═════ Quoted passage ═════
David Livingstone Leaves for Africa, 1841

“Ah, land of whirring wings that is beyond the rivers of Cush, which sends ambassadors by the sea, in vessels of papyrus on the waters! Go, you swift messengers, to a nation, tall and smooth, to a people feared near and far, a nation mighty and conquering, whose land the rivers divide.” —Isaiah 18:1-2

David Livingstone Leaves for Africa, June 1, 1841

In his book The Man Who Presumed, Byron Farwell records that former Confederate soldier turned journalist-explorer, Henry Morton Stanley, upon meeting David Livingstone in Ujiji, “along the shimmering blue waters of Lake Tanganyika”, presented his hand and asked, “Dr. Livingstone, I presume?” “Yes . . . I feel thankful that I am here to welcome you,” the famous missionary-explorer responded. And so began a meeting of which few in the English-speaking world would not hear of, and marvel at the amazing story of the Scottish missionary. His story has no modern parallels.


David Livingstone (1813-1873)


Henry Morton Stanley (1841-1904)

Born in the mill-town of Blantyre, Scotland, along the River Clyde, David Livingstone heard the Gospel from his earliest years from his parents and church. His father, Neil, faithfully conducted family worship, passed out Gospel tracts as he travelled for his work and taught Sunday school. David was given a New Testament for reciting Psalm 119 from memory. The study of science and the creation captured young David’s mind, an interest that one day would contribute greatly to his African exploration after God had captured his heart.
═════ Data provided ═════
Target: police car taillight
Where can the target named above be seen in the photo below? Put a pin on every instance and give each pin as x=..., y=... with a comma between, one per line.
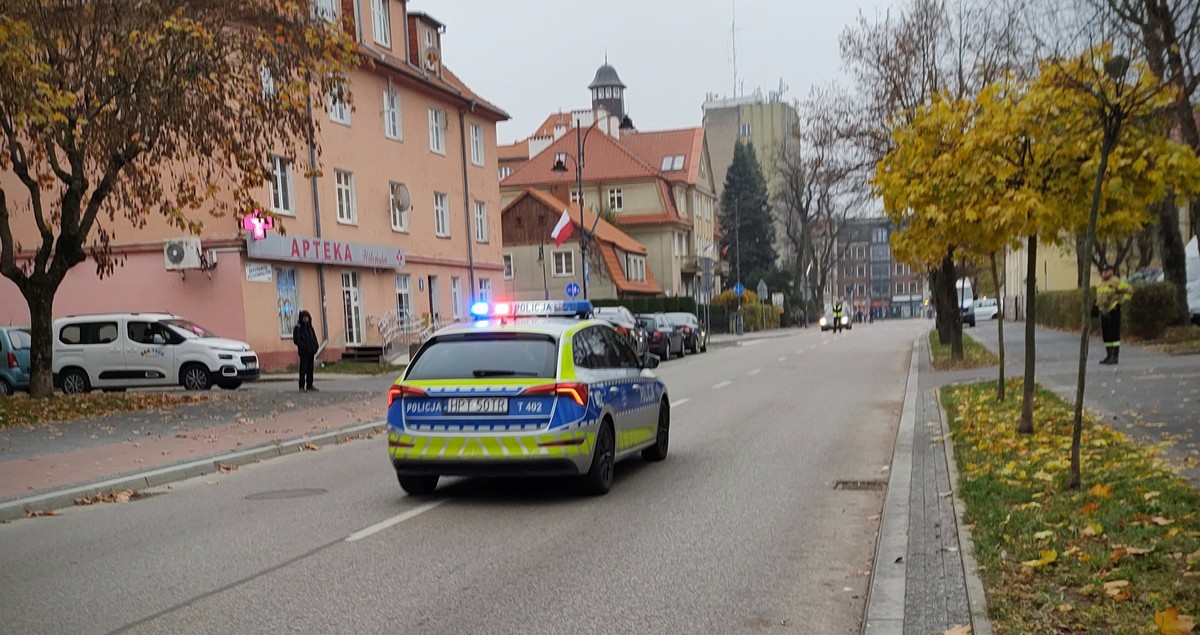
x=576, y=390
x=399, y=391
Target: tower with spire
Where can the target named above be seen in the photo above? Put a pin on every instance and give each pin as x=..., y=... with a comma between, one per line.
x=607, y=91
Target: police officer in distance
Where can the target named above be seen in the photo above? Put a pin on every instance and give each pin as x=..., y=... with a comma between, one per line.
x=1110, y=294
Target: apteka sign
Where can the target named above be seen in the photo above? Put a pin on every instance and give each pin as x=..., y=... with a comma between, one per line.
x=324, y=251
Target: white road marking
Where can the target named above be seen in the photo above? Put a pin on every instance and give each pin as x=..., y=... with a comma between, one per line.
x=395, y=520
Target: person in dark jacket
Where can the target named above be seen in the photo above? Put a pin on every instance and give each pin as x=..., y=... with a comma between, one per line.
x=305, y=337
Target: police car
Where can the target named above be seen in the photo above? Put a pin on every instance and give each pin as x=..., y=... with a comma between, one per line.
x=528, y=389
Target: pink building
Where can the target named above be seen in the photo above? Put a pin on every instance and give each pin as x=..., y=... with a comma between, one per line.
x=352, y=253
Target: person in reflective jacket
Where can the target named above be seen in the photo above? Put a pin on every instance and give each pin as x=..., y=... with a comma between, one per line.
x=1110, y=294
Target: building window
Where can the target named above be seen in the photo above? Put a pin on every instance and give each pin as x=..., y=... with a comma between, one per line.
x=477, y=144
x=381, y=22
x=347, y=208
x=438, y=131
x=393, y=123
x=635, y=268
x=287, y=298
x=442, y=215
x=324, y=10
x=480, y=221
x=339, y=108
x=564, y=263
x=456, y=297
x=405, y=295
x=616, y=199
x=281, y=186
x=399, y=217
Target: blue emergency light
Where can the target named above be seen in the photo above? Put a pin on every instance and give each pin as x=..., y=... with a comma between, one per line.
x=532, y=309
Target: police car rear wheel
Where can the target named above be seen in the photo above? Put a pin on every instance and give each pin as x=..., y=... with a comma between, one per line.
x=663, y=437
x=418, y=485
x=599, y=478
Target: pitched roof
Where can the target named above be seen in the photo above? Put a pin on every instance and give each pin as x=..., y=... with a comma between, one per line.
x=653, y=147
x=605, y=160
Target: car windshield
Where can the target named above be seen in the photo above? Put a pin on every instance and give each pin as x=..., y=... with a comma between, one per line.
x=19, y=340
x=189, y=329
x=487, y=354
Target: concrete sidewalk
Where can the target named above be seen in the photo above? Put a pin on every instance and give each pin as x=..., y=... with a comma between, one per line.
x=1151, y=395
x=48, y=466
x=925, y=579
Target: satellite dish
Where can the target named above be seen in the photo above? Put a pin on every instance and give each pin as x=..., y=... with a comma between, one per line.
x=401, y=198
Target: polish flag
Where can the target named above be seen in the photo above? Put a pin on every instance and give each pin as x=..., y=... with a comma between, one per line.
x=563, y=231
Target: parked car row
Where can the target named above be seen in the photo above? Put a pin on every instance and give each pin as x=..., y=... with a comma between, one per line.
x=666, y=335
x=120, y=351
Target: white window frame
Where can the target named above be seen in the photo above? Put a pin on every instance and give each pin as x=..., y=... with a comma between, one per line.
x=339, y=108
x=393, y=115
x=480, y=221
x=381, y=23
x=281, y=193
x=438, y=131
x=616, y=199
x=347, y=199
x=441, y=215
x=288, y=304
x=399, y=219
x=477, y=144
x=563, y=263
x=456, y=297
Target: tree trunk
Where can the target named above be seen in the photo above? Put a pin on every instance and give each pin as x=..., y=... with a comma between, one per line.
x=1000, y=327
x=1175, y=264
x=41, y=322
x=1077, y=432
x=1031, y=315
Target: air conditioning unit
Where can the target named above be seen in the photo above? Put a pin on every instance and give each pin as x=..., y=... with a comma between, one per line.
x=180, y=253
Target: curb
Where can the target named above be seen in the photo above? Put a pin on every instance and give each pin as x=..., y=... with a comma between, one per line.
x=977, y=600
x=886, y=594
x=153, y=478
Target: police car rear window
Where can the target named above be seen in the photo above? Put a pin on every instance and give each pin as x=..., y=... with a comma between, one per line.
x=487, y=355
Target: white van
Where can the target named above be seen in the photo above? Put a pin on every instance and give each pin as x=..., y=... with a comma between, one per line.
x=119, y=351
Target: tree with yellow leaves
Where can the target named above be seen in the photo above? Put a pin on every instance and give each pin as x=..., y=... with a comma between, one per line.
x=115, y=111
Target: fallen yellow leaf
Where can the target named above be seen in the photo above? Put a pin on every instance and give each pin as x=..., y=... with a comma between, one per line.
x=1170, y=622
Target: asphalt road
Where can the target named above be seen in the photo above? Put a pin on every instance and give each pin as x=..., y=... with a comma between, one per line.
x=741, y=529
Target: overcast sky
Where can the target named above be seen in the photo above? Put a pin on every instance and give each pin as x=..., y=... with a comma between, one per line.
x=534, y=58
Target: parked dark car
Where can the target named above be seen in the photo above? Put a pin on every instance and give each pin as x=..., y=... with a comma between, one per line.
x=695, y=335
x=665, y=339
x=15, y=343
x=625, y=323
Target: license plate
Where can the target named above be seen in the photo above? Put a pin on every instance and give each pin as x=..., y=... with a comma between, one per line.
x=478, y=406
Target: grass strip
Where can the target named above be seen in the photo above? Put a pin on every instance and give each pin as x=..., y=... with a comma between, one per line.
x=1121, y=555
x=975, y=355
x=23, y=411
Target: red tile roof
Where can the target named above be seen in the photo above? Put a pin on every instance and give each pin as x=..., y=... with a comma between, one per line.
x=652, y=147
x=605, y=160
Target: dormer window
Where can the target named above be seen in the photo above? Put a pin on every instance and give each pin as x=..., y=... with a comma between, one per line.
x=381, y=22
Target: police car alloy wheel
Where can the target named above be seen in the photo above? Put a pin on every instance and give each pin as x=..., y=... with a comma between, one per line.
x=418, y=485
x=663, y=436
x=599, y=478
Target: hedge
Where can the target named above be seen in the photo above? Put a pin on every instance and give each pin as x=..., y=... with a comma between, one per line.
x=1146, y=316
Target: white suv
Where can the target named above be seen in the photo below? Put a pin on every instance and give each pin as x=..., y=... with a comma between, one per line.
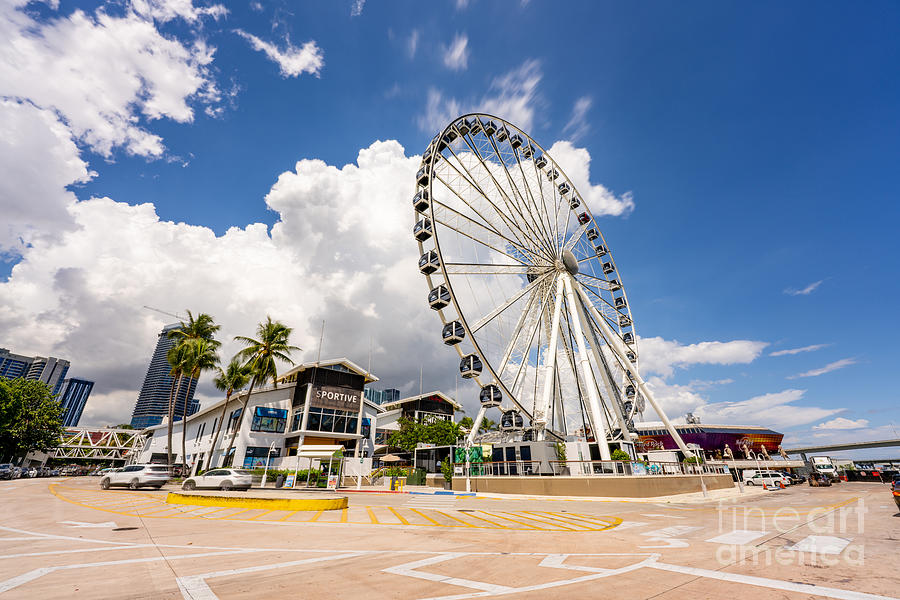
x=136, y=476
x=223, y=479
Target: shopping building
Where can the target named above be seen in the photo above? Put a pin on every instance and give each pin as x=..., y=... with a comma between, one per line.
x=314, y=405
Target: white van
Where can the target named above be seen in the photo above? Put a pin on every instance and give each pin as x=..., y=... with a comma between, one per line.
x=769, y=478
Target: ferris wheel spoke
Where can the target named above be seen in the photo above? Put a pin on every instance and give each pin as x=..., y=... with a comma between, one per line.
x=509, y=302
x=455, y=268
x=511, y=224
x=548, y=243
x=510, y=202
x=477, y=232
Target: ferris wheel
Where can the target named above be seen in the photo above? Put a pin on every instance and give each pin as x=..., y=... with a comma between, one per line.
x=526, y=287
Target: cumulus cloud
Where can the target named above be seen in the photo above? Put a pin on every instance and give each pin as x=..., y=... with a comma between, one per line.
x=291, y=60
x=456, y=55
x=104, y=74
x=792, y=351
x=577, y=127
x=842, y=423
x=838, y=364
x=513, y=95
x=775, y=409
x=804, y=291
x=662, y=356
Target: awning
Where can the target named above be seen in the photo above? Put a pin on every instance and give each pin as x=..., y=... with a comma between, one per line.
x=320, y=451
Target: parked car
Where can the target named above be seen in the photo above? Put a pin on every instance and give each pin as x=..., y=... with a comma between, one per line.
x=136, y=477
x=768, y=478
x=222, y=479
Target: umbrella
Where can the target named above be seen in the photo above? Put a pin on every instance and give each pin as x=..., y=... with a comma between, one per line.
x=392, y=458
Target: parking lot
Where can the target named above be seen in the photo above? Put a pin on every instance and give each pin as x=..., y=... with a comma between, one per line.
x=57, y=536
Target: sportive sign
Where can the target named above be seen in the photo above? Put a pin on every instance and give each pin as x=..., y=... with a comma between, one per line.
x=337, y=398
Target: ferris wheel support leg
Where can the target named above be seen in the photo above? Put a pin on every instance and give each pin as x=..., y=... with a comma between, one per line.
x=601, y=367
x=618, y=347
x=598, y=420
x=475, y=425
x=540, y=420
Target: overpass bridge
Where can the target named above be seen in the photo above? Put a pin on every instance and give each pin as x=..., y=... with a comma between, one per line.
x=803, y=451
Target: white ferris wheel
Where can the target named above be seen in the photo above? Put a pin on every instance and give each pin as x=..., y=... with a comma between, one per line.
x=526, y=287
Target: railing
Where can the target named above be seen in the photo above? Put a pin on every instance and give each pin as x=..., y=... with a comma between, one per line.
x=586, y=468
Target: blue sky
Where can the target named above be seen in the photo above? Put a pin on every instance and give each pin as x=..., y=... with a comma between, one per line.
x=759, y=143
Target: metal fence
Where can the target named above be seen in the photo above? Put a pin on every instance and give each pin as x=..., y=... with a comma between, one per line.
x=586, y=468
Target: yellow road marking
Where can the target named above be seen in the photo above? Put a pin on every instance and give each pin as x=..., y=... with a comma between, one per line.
x=529, y=525
x=424, y=516
x=398, y=515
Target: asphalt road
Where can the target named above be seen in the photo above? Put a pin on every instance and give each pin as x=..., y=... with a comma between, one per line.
x=66, y=538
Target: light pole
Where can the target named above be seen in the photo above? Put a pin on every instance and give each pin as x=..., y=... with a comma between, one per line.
x=266, y=467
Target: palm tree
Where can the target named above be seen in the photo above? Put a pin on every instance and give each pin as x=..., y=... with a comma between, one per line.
x=201, y=356
x=203, y=327
x=234, y=378
x=260, y=356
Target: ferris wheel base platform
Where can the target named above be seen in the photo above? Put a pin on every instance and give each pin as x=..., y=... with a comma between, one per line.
x=638, y=486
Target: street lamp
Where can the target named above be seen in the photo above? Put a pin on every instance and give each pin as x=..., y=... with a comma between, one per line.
x=266, y=467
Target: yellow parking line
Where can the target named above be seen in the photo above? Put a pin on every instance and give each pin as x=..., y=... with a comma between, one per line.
x=424, y=516
x=455, y=519
x=530, y=526
x=550, y=521
x=487, y=521
x=398, y=515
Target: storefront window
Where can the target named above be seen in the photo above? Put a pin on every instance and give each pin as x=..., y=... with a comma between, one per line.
x=269, y=420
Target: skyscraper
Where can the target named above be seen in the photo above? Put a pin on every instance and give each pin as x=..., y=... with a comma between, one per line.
x=74, y=397
x=153, y=402
x=49, y=370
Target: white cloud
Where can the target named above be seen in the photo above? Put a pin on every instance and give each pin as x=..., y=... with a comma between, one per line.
x=792, y=351
x=577, y=127
x=456, y=55
x=804, y=291
x=576, y=163
x=168, y=10
x=412, y=44
x=662, y=356
x=512, y=96
x=842, y=423
x=292, y=61
x=838, y=364
x=103, y=75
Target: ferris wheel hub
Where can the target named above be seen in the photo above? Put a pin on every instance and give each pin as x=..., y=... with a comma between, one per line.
x=570, y=263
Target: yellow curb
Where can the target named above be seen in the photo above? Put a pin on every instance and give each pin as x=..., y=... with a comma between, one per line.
x=293, y=504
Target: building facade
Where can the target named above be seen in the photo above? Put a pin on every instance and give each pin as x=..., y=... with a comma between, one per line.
x=273, y=428
x=73, y=398
x=49, y=370
x=153, y=401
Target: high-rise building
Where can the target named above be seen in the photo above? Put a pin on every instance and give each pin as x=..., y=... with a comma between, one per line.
x=153, y=402
x=49, y=370
x=382, y=396
x=74, y=397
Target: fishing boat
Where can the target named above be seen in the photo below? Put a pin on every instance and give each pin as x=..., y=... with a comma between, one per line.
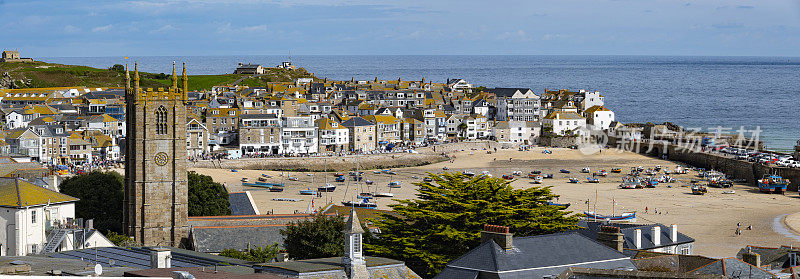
═════
▶ [Requirement 1]: In the Livingstone passage, copy everything from "Born in the" down to "captured his heart.", but swap "Gospel tracts" for "religious pamphlets".
▶ [Requirement 2]:
Answer these questions from the Livingstone passage:
(a) In what town did Stanley meet Livingstone?
(b) What is the title of Byron Farwell's book?
(c) What was David given for reciting Psalm 119 from memory?
▶ [Requirement 3]: Go on with the Livingstone passage from its last sentence.
Nothing in the records is needed for this work.

▶ [Exercise answer 1]:
Born in the mill-town of Blantyre, Scotland, along the River Clyde, David Livingstone heard the Gospel from his earliest years from his parents and church. His father, Neil, faithfully conducted family worship, passed out religious pamphlets as he travelled for his work and taught Sunday school. David was given a New Testament for reciting Psalm 119 from memory. The study of science and the creation captured young David’s mind, an interest that one day would contribute greatly to his African exploration after God had captured his heart.

▶ [Exercise answer 2]:
(a) Ujiji
(b) The Man Who Presumed
(c) A New Testament

▶ [Exercise answer 3]:
While studying in medical school, Livingstone determined to leave for the mission field in the Far East, but political circumstances and his meeting missionary Robert Moffat, steered him toward Africa where he could see “the campfires of a thousand villages where the Gospel had never been heard.” He left for Africa at age 28, where he would serve for most of the next 32 years. Livingstone spent about three years with one tribe but quarreled with a fellow missionary and saw no fruits of his preaching, moved to another tribe and saw no conversions and left after two years for another with the same result. It seemed that God’s kingdom would not be expanded through the Scottish missionary’s witness.


Illustration of the famous meeting between David Livingstone and
Henry Morton Stanley in Ujiji, November 1871

Livingstone moved into the interior of Africa following the Zambezi River, mapping the course of the river and the terrain as well as keeping record of the flora and fauna of the continent. He met with chiefs and negotiated peaceful passage through their lands. He still preached, with no results, but also traded, learned languages, studied the cultures, and wrote down everything he observed. Convinced that he was mapping a way into the interior for future missionaries, he successfully convinced other British missionaries to follow in his paths. A number who took him up on the idea, perished in the wilderness from the many fatal diseases that awaited white men in the jungle. He himself suffered often from malaria and other maladies.

He visited England and published a book of his travels, making him one of the best known explorers of the century. He was feted by the scientific community and given a roving commission by Queen Victoria’s government. His expeditions took him to places never before seen by Europeans and his maps and journals paved the way for many who followed. Livingstone took his family with him in the early days, but his wife died at the age of 27 in Africa and most of his children died young there. They rarely saw him. One son died fighting for the Union in the American Civil War.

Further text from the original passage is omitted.